- [EXERCISE GOAL] Reproduce each record below exactly as written.

- [EXERCISE DATA]
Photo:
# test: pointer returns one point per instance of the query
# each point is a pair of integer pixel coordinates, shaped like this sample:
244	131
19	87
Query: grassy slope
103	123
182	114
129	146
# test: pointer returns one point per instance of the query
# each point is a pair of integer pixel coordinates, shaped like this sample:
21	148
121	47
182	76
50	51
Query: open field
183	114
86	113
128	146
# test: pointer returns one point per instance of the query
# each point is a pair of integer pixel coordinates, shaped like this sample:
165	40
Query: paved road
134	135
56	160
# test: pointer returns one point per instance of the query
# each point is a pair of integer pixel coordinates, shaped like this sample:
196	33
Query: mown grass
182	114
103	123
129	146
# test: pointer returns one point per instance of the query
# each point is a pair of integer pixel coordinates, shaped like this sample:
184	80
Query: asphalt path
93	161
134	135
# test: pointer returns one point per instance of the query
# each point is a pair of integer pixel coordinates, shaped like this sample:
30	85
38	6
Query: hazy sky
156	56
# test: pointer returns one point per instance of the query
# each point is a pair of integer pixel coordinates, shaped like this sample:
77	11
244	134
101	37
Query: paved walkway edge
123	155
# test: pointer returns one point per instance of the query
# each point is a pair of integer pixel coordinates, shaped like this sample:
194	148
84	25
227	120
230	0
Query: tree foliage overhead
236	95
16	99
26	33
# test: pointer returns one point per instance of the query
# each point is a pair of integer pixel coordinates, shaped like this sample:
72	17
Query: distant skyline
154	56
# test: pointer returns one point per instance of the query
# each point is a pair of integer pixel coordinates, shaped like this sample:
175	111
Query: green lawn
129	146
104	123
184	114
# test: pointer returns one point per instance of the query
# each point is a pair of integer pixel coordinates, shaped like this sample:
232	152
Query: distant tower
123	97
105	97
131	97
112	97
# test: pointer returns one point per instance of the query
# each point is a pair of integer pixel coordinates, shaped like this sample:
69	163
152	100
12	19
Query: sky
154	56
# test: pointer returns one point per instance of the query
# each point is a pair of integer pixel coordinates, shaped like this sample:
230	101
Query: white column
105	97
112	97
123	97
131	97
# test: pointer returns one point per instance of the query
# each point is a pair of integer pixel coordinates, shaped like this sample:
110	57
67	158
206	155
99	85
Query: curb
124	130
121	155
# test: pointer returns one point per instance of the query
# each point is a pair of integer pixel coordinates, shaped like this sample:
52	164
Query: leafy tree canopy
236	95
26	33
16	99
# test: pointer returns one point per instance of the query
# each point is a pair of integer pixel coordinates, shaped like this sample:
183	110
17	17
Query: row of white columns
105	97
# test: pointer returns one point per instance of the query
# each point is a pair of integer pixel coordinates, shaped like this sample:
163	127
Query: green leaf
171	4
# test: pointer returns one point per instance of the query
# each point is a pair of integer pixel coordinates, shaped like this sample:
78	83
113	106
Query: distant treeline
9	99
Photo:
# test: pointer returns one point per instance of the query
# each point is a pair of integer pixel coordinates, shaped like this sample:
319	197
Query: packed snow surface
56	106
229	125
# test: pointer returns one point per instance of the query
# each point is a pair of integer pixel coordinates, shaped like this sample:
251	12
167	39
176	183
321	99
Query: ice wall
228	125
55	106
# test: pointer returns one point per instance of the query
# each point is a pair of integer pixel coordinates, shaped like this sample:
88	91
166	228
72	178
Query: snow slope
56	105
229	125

- [OUTPUT]
Photo:
# test: pointer returns one point per instance of the query
# each point is a pair of integer pixel coordinates, shaped like this sample:
244	131
19	87
Query: grassy slope
103	123
182	114
129	146
# test: pointer returns one point per instance of the query
# each point is a pair of integer pixel coordinates, shaped like this sample:
21	148
121	47
182	76
50	51
Query: open field
183	114
86	113
128	146
# test: pointer returns one point per instance of the query
# each point is a pair of integer pixel coordinates, shaped like this sample:
165	40
Query: paved road
134	135
56	160
# test: pointer returns one point per instance of the query
# each point is a pair of integer pixel coordinates, shaped like this sample:
196	33
Query: mown grass
182	114
103	123
129	146
# test: pointer returns one point per instance of the query
# each point is a pair of integer pixel coordinates, shaped like this sample:
184	80
Query: asphalt path
93	161
134	135
# test: pointer returns one point per instance of the query
# each point is a pair of integer pixel coordinates, shaped like this sample:
30	85
38	6
Query: hazy sky
156	56
# test: pointer returns one point per instance of the query
# each point is a pair of integer pixel coordinates, shaped like this sample:
77	11
244	134
101	37
Query: paved walkway edge
123	155
# test: pointer returns one point per instance of the query
# each point is a pair of integer pixel coordinates, shaped like this sample:
194	148
84	25
227	120
230	0
Query: tree foliage overhead
236	95
16	99
26	33
# test: pointer returns one point per instance of the query
# each point is a pair of integer pixel coordinates, shaped like this sample:
72	17
Query: distant skyline
154	56
# test: pointer returns one point per instance of the query
# each point is a pair of integer pixel coordinates, shaped like this sample:
175	111
Query: green lawn
129	146
104	123
184	114
# test: pointer returns one point per instance of the query
# each point is a pair of integer pixel coordinates, shaped like this sample:
232	152
Query: distant tower
123	97
105	97
131	97
112	97
# test: pointer returns one point per instance of the query
# each point is a pair of integer pixel coordinates, shaped like this sample:
69	163
152	100
12	19
Query: sky
154	56
# test: pointer returns one point per instance of the query
# each point is a pair of integer pixel coordinates, shaped like this sample:
230	101
Query: white column
105	97
112	97
123	97
131	97
# test: pointer returns one point per instance of the query
# each point is a pair of integer pixel coordinates, shaped like this sample:
110	57
67	158
206	155
99	85
Query: curb
124	130
121	155
# test: pointer returns one point per instance of the query
# each point is a pair of integer pixel coordinates, shaped like this sample:
52	164
Query: leafy tree canopy
236	95
26	33
16	99
# test: pointer returns one point per instance of the query
# each point is a pair of integer pixel coordinates, shaped like this sample:
183	110
17	17
Query: row of white columns
105	97
# test: pointer returns one point per instance of the query
# each point is a pair of integer pixel coordinates, shaped like this sample:
163	127
Query: green leaf
171	4
# test: pointer returns one point per instance of the query
# each point is a pair of integer pixel coordinates, shaped like this sample:
78	83
113	106
Query: distant treeline
9	99
Photo:
# test: pointer returns one point per instance of the query
# each point is a pair of integer pixel coordinates, shaped like this sample:
319	197
Query: packed snow surface
56	106
229	125
# test: pointer returns one point per instance of the query
# each point is a pair of integer pixel coordinates, shaped like this sample:
251	12
167	39
176	183
321	99
Query: ice wall
228	125
55	106
# test: pointer returns one point per instance of the query
# each point is a pair of integer pixel coordinates, shaped like this sample:
88	91
166	228
72	178
Query: snow slope
56	105
229	125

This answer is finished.